╭─ Records shown

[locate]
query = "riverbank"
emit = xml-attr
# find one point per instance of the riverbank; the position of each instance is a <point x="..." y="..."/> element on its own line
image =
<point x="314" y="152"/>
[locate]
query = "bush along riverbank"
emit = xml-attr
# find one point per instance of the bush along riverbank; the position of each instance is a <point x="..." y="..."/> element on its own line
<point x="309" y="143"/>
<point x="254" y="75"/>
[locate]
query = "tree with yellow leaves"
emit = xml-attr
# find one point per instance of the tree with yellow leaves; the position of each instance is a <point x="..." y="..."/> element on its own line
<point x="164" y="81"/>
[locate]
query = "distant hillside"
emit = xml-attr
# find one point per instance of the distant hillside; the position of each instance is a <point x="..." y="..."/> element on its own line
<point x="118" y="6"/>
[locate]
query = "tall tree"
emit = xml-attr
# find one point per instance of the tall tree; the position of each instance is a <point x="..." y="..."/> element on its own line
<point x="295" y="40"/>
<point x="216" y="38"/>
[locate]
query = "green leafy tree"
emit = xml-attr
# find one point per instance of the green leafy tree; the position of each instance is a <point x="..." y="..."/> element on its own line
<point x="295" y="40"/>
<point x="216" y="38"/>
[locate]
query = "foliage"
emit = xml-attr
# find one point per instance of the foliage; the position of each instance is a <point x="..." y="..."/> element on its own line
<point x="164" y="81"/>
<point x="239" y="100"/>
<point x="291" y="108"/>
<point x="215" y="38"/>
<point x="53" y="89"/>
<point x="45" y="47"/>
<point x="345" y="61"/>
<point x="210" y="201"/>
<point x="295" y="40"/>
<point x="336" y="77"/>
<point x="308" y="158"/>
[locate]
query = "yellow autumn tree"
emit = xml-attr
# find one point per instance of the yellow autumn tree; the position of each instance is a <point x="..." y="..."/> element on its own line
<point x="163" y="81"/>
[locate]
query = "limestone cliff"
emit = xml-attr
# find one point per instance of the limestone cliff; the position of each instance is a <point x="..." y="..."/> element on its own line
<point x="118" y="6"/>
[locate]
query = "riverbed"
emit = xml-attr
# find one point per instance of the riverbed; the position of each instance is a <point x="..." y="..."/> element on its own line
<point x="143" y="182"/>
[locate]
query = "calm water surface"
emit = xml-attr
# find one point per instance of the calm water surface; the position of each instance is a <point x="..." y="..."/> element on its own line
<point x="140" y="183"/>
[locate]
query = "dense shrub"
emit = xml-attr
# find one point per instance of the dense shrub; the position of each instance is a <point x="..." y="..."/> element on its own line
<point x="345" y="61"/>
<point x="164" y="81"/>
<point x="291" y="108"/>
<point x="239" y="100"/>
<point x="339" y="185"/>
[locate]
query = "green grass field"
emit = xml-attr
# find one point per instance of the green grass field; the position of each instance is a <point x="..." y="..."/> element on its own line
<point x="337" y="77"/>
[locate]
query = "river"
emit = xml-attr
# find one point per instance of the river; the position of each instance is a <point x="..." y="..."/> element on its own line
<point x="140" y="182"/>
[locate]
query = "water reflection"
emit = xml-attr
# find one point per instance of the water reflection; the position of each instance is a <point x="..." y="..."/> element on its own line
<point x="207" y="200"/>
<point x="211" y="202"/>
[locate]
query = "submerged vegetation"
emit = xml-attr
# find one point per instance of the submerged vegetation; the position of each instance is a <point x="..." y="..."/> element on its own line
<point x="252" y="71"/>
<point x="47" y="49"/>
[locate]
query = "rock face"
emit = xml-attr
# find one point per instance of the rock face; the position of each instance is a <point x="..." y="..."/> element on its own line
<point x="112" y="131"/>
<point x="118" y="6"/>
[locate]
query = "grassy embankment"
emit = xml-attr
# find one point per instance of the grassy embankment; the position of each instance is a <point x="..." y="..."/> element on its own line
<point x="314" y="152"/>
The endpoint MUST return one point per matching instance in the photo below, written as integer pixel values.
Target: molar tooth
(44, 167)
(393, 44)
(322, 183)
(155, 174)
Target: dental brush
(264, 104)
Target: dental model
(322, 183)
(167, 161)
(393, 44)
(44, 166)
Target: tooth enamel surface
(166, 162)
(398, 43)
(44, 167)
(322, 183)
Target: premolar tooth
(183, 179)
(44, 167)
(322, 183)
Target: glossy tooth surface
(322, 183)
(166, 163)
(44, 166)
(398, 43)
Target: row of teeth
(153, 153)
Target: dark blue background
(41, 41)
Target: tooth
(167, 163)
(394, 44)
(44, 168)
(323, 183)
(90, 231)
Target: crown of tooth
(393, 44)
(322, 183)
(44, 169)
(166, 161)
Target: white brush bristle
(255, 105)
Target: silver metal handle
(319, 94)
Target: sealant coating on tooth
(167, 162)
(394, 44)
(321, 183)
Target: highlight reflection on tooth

╰─

• **Your assignment**
What's needed is a word-for-word restatement of all the entries.

• **Answer below**
[locate]
query = "riverbank"
emit = xml-attr
# find one point per instance of the riverbank; the position of each instance is a <point x="..." y="..."/> element on its own line
image =
<point x="314" y="152"/>
[locate]
query = "bush along riverbank"
emit = xml-attr
# find one point per instance of the bush along riverbank; the position of each instance is a <point x="..." y="..."/> element on its own line
<point x="309" y="143"/>
<point x="254" y="75"/>
[locate]
query = "tree with yellow leaves"
emit = xml-attr
# find one point per instance of the tree with yellow leaves; the position of each instance is a <point x="..." y="..."/> element on its own line
<point x="164" y="81"/>
[locate]
query = "distant hillside"
emit = xml-attr
# find one point per instance of the distant hillside; the position of each instance is a <point x="..." y="..."/> element on its own line
<point x="118" y="6"/>
[locate]
query = "tall tree"
emit = xml-attr
# find one point per instance of the tall tree; the position of each instance is a <point x="..." y="..."/> element on its own line
<point x="295" y="40"/>
<point x="216" y="38"/>
[locate]
query = "green leafy tree"
emit = xml-attr
# find one point per instance of the green leafy tree; the position of each instance is a <point x="..." y="..."/> element on its own line
<point x="295" y="40"/>
<point x="216" y="38"/>
[locate]
query = "foliage"
emit = xml-attr
# find one point per instance of the foliage; the position of each instance is a <point x="..." y="..."/> element on its own line
<point x="164" y="81"/>
<point x="239" y="100"/>
<point x="291" y="108"/>
<point x="215" y="38"/>
<point x="53" y="89"/>
<point x="45" y="47"/>
<point x="345" y="61"/>
<point x="210" y="201"/>
<point x="295" y="40"/>
<point x="336" y="77"/>
<point x="308" y="158"/>
[locate]
query = "yellow autumn tree"
emit = xml-attr
# find one point per instance of the yellow autumn tree; the position of each instance is a <point x="..." y="..."/> element on its own line
<point x="163" y="81"/>
[locate]
query = "limestone cliff"
emit = xml-attr
# find one point per instance of the limestone cliff; the position of each instance is a <point x="..." y="..."/> element on its own line
<point x="118" y="6"/>
[locate]
query = "riverbed"
emit = xml-attr
# find one point per instance of the riverbed; the position of each instance is a <point x="..." y="..."/> element on its own line
<point x="143" y="182"/>
[locate]
query = "calm water surface"
emit = xml-attr
# find one point per instance of the calm water surface; the position of each instance is a <point x="..." y="..."/> element on its own line
<point x="140" y="183"/>
[locate]
query = "dense shrub"
emit = xml-attr
# find one point per instance of the dense shrub; the position of each instance is a <point x="..." y="..."/> element on its own line
<point x="345" y="61"/>
<point x="164" y="81"/>
<point x="291" y="108"/>
<point x="239" y="100"/>
<point x="339" y="185"/>
[locate]
query = "green grass field"
emit = xml-attr
# find one point per instance of the green grass field; the position of each instance is a <point x="..." y="..."/> element on its own line
<point x="337" y="77"/>
[locate]
query = "river"
emit = xml-attr
# find one point per instance of the river; the position of each instance is a <point x="..." y="..."/> element on its own line
<point x="140" y="182"/>
[locate]
query = "water reflection"
emit = xml-attr
# find one point per instance of the water reflection; the position of each instance is a <point x="..." y="..."/> element on its own line
<point x="207" y="200"/>
<point x="211" y="202"/>
[locate]
query = "submerged vegetation"
emit = xml-attr
# find one point per instance of the submerged vegetation; the position of each instance is a <point x="..." y="..."/> element on its own line
<point x="252" y="71"/>
<point x="47" y="49"/>
[locate]
query = "rock face"
emit = xml-attr
# find one point per instance of the rock face; the position of each instance is a <point x="..." y="..."/> element on its own line
<point x="112" y="131"/>
<point x="118" y="6"/>
[locate]
query = "grassy embankment"
emit = xml-attr
# find one point per instance of the grassy embankment; the position of each instance is a <point x="..." y="..."/> element on its own line
<point x="314" y="152"/>
The endpoint MUST return one point per matching instance in the photo below, written as integer pixel values.
Target: molar tooth
(44, 167)
(393, 44)
(322, 183)
(155, 174)
Target: dental brush
(264, 104)
Target: dental model
(322, 183)
(167, 161)
(393, 44)
(44, 166)
Target: tooth enamel surface
(166, 162)
(398, 43)
(44, 167)
(322, 183)
Target: premolar tooth
(183, 179)
(44, 167)
(322, 183)
Target: glossy tooth surface
(322, 183)
(166, 163)
(44, 166)
(398, 43)
Target: row of teeth
(153, 153)
Target: dark blue background
(41, 41)
Target: tooth
(167, 163)
(394, 44)
(44, 168)
(323, 183)
(90, 231)
Target: crown of tooth
(393, 44)
(322, 183)
(44, 169)
(166, 161)
Target: white brush bristle
(255, 105)
Target: silver metal handle
(319, 94)
Target: sealant coating on tooth
(167, 162)
(394, 44)
(321, 183)
Target: highlight reflection on tooth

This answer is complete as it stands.